[Exercise prompt]: Find the line containing "[locate] concrete floor" in the material below; copy that line and all following lines exactly.

*** Data to process ***

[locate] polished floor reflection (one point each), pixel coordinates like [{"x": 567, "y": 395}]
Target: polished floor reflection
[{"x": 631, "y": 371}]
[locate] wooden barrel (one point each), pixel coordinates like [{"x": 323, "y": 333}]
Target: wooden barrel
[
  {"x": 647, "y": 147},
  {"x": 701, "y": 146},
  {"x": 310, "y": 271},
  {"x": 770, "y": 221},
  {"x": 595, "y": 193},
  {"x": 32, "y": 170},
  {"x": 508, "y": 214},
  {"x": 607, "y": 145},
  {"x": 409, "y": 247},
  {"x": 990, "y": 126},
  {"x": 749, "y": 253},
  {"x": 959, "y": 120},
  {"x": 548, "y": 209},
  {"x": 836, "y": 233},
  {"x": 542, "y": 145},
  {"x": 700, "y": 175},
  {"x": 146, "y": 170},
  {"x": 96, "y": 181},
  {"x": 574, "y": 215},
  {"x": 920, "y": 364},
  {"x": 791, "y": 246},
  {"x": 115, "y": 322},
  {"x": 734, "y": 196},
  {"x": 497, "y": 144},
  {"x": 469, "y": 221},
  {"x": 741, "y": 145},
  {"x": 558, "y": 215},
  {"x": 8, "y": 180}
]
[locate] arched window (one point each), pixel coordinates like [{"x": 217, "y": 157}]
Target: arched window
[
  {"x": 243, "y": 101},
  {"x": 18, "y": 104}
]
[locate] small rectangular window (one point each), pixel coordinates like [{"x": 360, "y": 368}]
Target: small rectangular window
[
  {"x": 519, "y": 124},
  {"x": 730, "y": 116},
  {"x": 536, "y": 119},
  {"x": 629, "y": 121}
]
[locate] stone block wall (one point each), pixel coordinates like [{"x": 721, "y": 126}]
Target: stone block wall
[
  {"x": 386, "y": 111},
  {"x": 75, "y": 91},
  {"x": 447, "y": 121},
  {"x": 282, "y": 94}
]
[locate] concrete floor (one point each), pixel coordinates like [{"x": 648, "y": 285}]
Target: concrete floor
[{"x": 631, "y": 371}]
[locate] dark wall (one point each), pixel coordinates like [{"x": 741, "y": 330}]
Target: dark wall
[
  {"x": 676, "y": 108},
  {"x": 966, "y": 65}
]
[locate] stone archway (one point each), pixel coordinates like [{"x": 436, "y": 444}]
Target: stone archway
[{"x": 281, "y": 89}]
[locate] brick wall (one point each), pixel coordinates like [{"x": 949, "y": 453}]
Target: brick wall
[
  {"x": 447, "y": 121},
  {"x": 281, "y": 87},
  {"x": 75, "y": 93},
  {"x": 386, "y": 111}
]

***

[Exercise answer]:
[locate] concrete floor (one point each), pixel coordinates like [{"x": 648, "y": 285}]
Target: concrete floor
[{"x": 631, "y": 371}]
[locate] dark wall (one point each), pixel coordinates like [{"x": 741, "y": 330}]
Target: dark wall
[
  {"x": 676, "y": 108},
  {"x": 966, "y": 65}
]
[locate] stone archway (one point each), pixel coordinates like [{"x": 436, "y": 444}]
Target: stone archway
[{"x": 281, "y": 89}]
[locate] brick wall (one point each), pixel coordinates like [{"x": 949, "y": 453}]
Target: brick wall
[
  {"x": 447, "y": 121},
  {"x": 281, "y": 87},
  {"x": 75, "y": 93},
  {"x": 386, "y": 111}
]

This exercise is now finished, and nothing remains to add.